→ Task goal: Exactly as they appear, output all of the entries.

Data listing
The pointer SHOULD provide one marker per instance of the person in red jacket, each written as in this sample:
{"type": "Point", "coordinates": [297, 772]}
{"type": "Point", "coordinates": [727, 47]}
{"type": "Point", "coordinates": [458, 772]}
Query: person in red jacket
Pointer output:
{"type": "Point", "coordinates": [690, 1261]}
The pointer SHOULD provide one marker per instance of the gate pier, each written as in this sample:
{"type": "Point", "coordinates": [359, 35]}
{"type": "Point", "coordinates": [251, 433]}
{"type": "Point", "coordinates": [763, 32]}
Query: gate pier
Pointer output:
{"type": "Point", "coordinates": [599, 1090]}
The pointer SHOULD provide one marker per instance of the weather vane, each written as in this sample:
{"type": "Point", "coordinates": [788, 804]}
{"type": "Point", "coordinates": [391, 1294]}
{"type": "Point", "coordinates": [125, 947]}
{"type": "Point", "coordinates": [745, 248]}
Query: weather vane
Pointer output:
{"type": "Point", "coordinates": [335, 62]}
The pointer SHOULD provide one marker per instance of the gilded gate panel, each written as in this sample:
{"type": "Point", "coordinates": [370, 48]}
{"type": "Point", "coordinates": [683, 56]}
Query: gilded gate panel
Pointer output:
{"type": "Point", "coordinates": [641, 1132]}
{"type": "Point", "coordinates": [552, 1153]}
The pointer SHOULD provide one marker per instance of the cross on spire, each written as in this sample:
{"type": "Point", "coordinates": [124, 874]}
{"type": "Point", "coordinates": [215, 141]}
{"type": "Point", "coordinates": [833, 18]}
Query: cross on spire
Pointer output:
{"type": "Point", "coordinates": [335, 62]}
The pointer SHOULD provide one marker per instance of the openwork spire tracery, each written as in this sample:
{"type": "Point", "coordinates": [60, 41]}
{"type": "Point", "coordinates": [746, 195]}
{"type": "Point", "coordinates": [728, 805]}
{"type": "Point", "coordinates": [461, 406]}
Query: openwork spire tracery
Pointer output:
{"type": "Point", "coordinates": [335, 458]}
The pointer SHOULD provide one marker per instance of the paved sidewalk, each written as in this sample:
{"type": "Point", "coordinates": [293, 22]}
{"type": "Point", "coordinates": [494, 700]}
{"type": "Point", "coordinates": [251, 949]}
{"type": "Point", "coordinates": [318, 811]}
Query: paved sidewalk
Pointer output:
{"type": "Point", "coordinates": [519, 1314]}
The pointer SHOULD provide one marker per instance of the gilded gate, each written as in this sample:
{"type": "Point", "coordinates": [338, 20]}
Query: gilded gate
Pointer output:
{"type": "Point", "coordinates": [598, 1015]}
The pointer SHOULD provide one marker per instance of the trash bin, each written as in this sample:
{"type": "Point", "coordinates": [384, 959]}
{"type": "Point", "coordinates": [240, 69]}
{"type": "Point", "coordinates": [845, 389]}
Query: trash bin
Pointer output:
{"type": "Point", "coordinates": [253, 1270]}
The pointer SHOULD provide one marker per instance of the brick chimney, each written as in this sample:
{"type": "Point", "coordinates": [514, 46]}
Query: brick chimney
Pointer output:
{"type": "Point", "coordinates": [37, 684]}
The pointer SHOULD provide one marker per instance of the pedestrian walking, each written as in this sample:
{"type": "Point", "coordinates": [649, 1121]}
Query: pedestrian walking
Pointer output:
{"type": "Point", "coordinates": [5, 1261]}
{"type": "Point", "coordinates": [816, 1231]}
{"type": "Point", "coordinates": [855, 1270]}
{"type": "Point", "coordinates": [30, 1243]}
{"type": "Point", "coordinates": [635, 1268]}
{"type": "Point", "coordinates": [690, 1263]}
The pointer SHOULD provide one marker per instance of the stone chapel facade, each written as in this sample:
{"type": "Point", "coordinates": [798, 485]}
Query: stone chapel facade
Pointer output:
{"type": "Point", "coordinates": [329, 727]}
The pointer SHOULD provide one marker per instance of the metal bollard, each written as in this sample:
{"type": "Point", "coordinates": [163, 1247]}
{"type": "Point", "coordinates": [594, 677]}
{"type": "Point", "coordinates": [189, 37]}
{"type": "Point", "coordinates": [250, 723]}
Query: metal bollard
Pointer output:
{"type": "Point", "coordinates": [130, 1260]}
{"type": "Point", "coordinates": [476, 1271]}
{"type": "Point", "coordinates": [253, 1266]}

→ Response to the task:
The pointer SHOULD provide one marker per instance of the person in red jacket, each written as in this sample:
{"type": "Point", "coordinates": [297, 772]}
{"type": "Point", "coordinates": [727, 47]}
{"type": "Point", "coordinates": [458, 772]}
Query: person in red jacket
Pointer output:
{"type": "Point", "coordinates": [690, 1261]}
The pointer SHOULD provide one marker per instance of the gate pier, each written as in this sample:
{"type": "Point", "coordinates": [359, 35]}
{"type": "Point", "coordinates": [251, 433]}
{"type": "Point", "coordinates": [763, 32]}
Query: gate pier
Pointer output:
{"type": "Point", "coordinates": [599, 1090]}
The pointer SHOULD provide one marker per instance of the weather vane, each written as in this sample:
{"type": "Point", "coordinates": [788, 804]}
{"type": "Point", "coordinates": [391, 1294]}
{"type": "Point", "coordinates": [125, 947]}
{"type": "Point", "coordinates": [745, 248]}
Query: weather vane
Pointer output:
{"type": "Point", "coordinates": [335, 62]}
The pointer SHOULD provide one marker per instance of the gilded gate panel, each written as in this sample:
{"type": "Point", "coordinates": [370, 48]}
{"type": "Point", "coordinates": [683, 56]}
Query: gilded gate panel
Pointer output:
{"type": "Point", "coordinates": [641, 1132]}
{"type": "Point", "coordinates": [552, 1153]}
The pointer SHOULD provide one marker per instance of the cross on spire, each written as in this sample:
{"type": "Point", "coordinates": [124, 874]}
{"type": "Point", "coordinates": [215, 141]}
{"type": "Point", "coordinates": [833, 18]}
Query: cross on spire
Pointer output:
{"type": "Point", "coordinates": [335, 62]}
The pointer SHOULD provide one marker per instance of the openwork spire tracery, each written as in this sample:
{"type": "Point", "coordinates": [60, 41]}
{"type": "Point", "coordinates": [746, 195]}
{"type": "Point", "coordinates": [728, 805]}
{"type": "Point", "coordinates": [461, 406]}
Query: openwork spire tracery
Pointer output:
{"type": "Point", "coordinates": [335, 458]}
The pointer SHOULD provide one marker per instance of the paved sidewalk, each written as in this sample:
{"type": "Point", "coordinates": [293, 22]}
{"type": "Point", "coordinates": [494, 700]}
{"type": "Point", "coordinates": [251, 949]}
{"type": "Point", "coordinates": [318, 811]}
Query: paved sidewalk
Pointer output:
{"type": "Point", "coordinates": [519, 1314]}
The pointer SHOULD provide one marker per instance of the gilded gate, each written as in this sample:
{"type": "Point", "coordinates": [338, 20]}
Query: gilded gate
Pointer output:
{"type": "Point", "coordinates": [598, 1015]}
The pointer SHOULD provide one marker per instance of the trash bin, each written as in this sample:
{"type": "Point", "coordinates": [384, 959]}
{"type": "Point", "coordinates": [240, 69]}
{"type": "Point", "coordinates": [845, 389]}
Query: trash bin
Pointer output:
{"type": "Point", "coordinates": [253, 1270]}
The pointer SHOULD provide one marker per instance of the brick chimney, each written as in this sample:
{"type": "Point", "coordinates": [514, 46]}
Query: brick chimney
Pointer output:
{"type": "Point", "coordinates": [37, 684]}
The pointer SHOULD provide one marker per instance of the pedestrian walking, each written as in this sample:
{"type": "Point", "coordinates": [649, 1121]}
Query: pedestrian walking
Pointer output:
{"type": "Point", "coordinates": [5, 1261]}
{"type": "Point", "coordinates": [816, 1231]}
{"type": "Point", "coordinates": [855, 1270]}
{"type": "Point", "coordinates": [30, 1243]}
{"type": "Point", "coordinates": [635, 1268]}
{"type": "Point", "coordinates": [690, 1263]}
The pointer SHOULD provide one marker per instance of the stone chapel facade, each written as in this sample:
{"type": "Point", "coordinates": [798, 485]}
Query: stone chapel facade
Pointer output:
{"type": "Point", "coordinates": [329, 727]}
The pointer SHOULD provide one marker per instance of the metal bollard, each written as in this sample:
{"type": "Point", "coordinates": [163, 1247]}
{"type": "Point", "coordinates": [594, 677]}
{"type": "Point", "coordinates": [189, 37]}
{"type": "Point", "coordinates": [250, 723]}
Query: metal bollard
Pointer output:
{"type": "Point", "coordinates": [130, 1260]}
{"type": "Point", "coordinates": [476, 1271]}
{"type": "Point", "coordinates": [253, 1266]}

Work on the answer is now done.